__INPUT FOR THIS TASK__
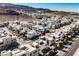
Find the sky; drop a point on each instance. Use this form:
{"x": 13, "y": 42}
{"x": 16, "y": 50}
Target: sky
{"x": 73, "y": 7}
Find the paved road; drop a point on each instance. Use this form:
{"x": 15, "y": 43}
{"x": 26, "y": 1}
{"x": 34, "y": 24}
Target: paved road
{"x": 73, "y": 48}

==

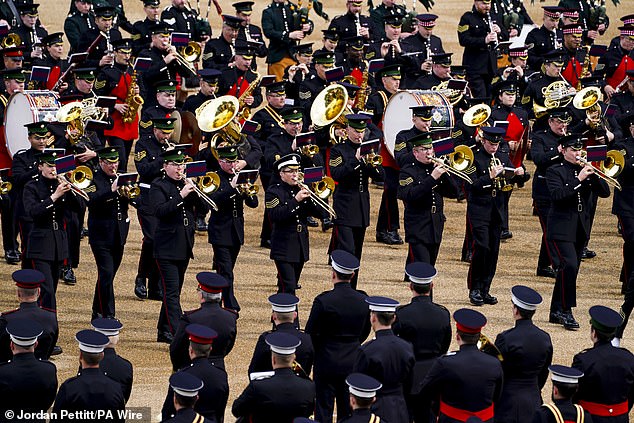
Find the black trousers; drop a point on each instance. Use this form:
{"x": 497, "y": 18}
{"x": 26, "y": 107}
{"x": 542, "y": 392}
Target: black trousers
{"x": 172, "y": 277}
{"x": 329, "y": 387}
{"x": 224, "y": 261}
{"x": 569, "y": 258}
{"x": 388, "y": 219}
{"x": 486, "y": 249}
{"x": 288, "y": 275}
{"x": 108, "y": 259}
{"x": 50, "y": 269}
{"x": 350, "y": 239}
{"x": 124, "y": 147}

__EXERCISE GOAL__
Which lines in the records above contain the string "point", with case counting? Copy each of those lines in full.

__SOLUTION TO THE EXERCISE__
Find the sky; drop a point on each instance. Use this form:
Find the paved road; drop a point on each instance. Use this form:
Find the black trousers; drop a point on each instance. Use this form:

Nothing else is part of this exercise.